▸ SHORT PROBLEM:
Could you write out the records exactly as they appear, line for line, leaving out the pictures?

Dataset records on where objects are located
━━━━━━━━━━━━━━━━━━━━━━━━━━━━━━

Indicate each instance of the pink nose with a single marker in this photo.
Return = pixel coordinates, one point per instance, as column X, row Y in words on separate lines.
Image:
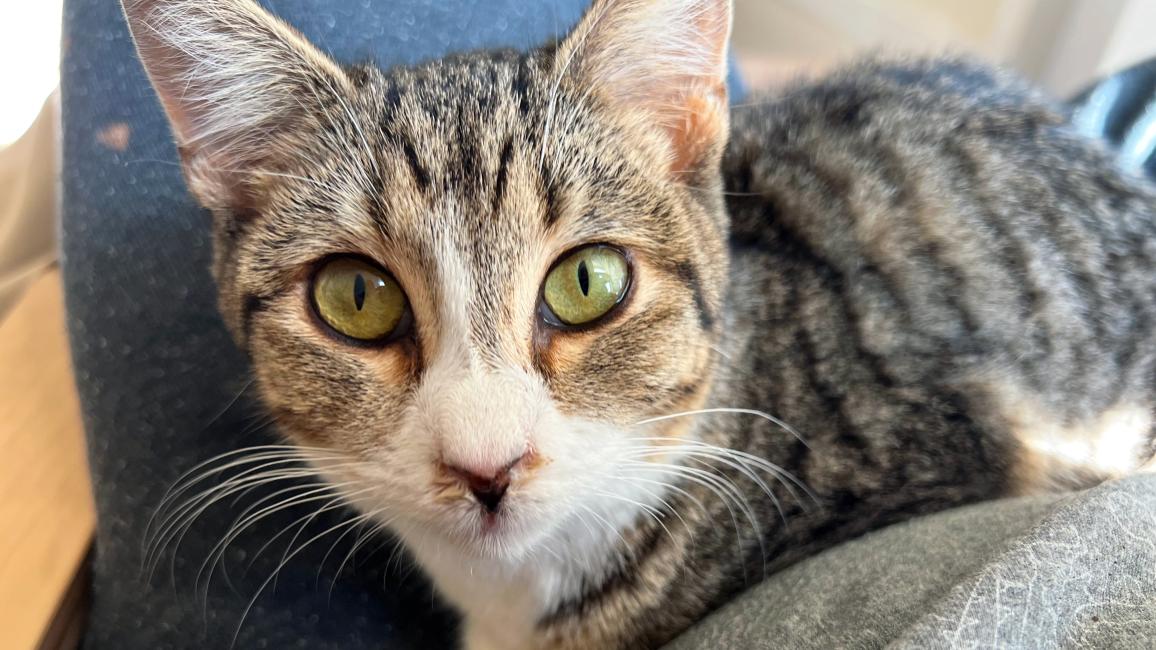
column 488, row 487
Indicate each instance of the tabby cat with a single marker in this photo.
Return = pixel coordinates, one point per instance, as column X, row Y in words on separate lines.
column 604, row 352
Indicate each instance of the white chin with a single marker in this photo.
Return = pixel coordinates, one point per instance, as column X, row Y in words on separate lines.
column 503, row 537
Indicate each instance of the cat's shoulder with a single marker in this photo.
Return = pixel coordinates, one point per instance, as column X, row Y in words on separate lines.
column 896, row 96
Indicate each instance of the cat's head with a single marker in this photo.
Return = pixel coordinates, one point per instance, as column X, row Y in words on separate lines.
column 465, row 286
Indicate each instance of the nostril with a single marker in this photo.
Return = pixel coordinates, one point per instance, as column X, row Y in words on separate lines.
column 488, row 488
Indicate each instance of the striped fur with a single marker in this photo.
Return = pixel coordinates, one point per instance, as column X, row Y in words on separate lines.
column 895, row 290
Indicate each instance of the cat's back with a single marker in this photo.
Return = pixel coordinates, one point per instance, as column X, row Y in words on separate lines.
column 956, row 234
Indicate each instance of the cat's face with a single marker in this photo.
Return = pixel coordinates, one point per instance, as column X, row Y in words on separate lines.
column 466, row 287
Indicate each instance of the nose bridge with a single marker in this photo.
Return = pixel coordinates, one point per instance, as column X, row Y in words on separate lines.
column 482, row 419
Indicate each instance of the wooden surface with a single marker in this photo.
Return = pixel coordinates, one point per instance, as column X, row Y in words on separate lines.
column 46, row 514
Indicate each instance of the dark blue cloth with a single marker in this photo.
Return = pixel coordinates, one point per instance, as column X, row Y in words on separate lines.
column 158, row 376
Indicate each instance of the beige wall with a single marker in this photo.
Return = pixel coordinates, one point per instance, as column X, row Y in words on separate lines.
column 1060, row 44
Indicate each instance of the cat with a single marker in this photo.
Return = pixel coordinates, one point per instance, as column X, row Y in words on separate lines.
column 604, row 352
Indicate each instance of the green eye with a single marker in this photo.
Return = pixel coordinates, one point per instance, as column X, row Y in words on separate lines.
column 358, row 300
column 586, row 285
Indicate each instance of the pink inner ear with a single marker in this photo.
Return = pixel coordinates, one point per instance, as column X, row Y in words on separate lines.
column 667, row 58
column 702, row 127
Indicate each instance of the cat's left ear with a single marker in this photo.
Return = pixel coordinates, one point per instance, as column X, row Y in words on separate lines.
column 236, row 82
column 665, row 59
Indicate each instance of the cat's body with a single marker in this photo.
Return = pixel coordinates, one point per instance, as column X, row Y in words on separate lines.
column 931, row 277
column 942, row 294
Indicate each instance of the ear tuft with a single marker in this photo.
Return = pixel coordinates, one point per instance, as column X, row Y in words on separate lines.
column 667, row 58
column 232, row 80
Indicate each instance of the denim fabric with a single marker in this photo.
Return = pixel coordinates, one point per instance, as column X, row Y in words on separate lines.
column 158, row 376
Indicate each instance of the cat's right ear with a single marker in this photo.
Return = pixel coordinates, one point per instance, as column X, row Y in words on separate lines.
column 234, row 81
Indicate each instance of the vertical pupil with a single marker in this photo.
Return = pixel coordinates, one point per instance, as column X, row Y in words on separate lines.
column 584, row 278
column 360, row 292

━━━━━━━━━━━━━━━━━━━━━━━━━━━━━━

▸ ANSWER IN FULL:
Indicate each instance of the pink nose with a single marker in this photo.
Return = pixel coordinates, one point per instance, as column X, row Y in words on separate lines.
Image:
column 488, row 487
Indicate each instance of the tabby cat with a single marker in this photo.
Return = pixel coordinates, one point per instance, as column X, row Y in words on separate lines.
column 604, row 352
Indicate each instance of the white chin with a single marker in this photo.
Return = pixel coordinates, one point per instance, as column X, row Y in words on separate lines.
column 503, row 537
Indicate each instance of the cat's shoulder with a single marker in this photo.
Return = pixel coordinates, one point per instance, as column X, row Y in words on separate lines.
column 896, row 96
Indicate each instance of the cat's head with a single marker in this photo.
Return = pixel coordinates, one point per instance, as column X, row Y in words on separate lines.
column 465, row 286
Indicate each instance of the nostril with a single marker in this photo.
Return = pixel coordinates, one point per instance, as column X, row Y in words on separate lines.
column 488, row 488
Indicate each instance of the striped fur with a single marker in this photo.
Return = pixel coordinates, one point per instance, as column X, row Y in words on separate lines.
column 895, row 290
Indicate each instance of the cat's back with a single marker in this photo.
Return = pixel coordinates, one point per instance, as column X, row Y in words on separate lines.
column 956, row 234
Indicate each instance of the cat's face with a single marker in this photo.
Return = pixel coordinates, one point per instance, as column X, row Y in words on separate lines.
column 466, row 287
Indicate each instance of the nose bridge with a single marker in this photo.
Return = pixel coordinates, one point per instance, as column X, row Y in words on separate lines.
column 482, row 419
Indicate each instance of the wooden surface with a single marker in this photo.
Return = pixel coordinates, one point per instance, as column X, row Y in words on separate lines.
column 46, row 514
Indicate each instance of the dark blue cloth with a single marker in this photo.
Return = pixel coordinates, one point per instance, as column X, row Y in words on separate lines.
column 158, row 376
Indicate each instance of the beige wall with a single marker in this photo.
Return = pixel coordinates, one point per instance, as column X, row Y in words on separate lines.
column 1060, row 44
Indicate each instance of the cat with a single marker in this photo.
Return = pixel coordinates, one point per instance, as column X, row Y in words on separate lines.
column 604, row 352
Indicate each instance of the green eye with a single marker in this photo.
Return = pixel coordinates, one point per instance, as column X, row Y in words on separate lines.
column 358, row 300
column 586, row 285
Indicate each instance of the pink inner ear with a single marker in this photo.
Return = pixel coordinates, one point per instance, as column X, row Y in words on separate lines.
column 667, row 58
column 702, row 127
Indicate each instance of the cat's left ear with a single marker in this photo.
Return = pixel coordinates, one point per instance, as column X, row Y in words on separate lines.
column 236, row 82
column 665, row 59
Indicate each instance of the cat's body with a single marker in this photo.
Return = pixel coordinates, one point per instance, as column X, row Y in words on separate lines.
column 931, row 277
column 942, row 294
Indicate each instance of the ear tuft with a single marker in this photo.
Return = pixel coordinates, one point per instance, as column X, row Y in words on separate lines.
column 667, row 58
column 232, row 80
Indicate each instance of the denim fabric with a single marker in this photo.
Return = pixel coordinates, one point per instance, as column X, row Y in words on separate lines.
column 158, row 376
Indicate each instance of the cat's right ear with a single marker in this photo.
Return = pixel coordinates, one point per instance, as column X, row Y in words on separate lines.
column 234, row 81
Indicate each instance of the vertical pupil with a single marker in this photo.
Return = pixel coordinates, one point per instance, as column X, row Y in words on separate lines.
column 584, row 278
column 360, row 292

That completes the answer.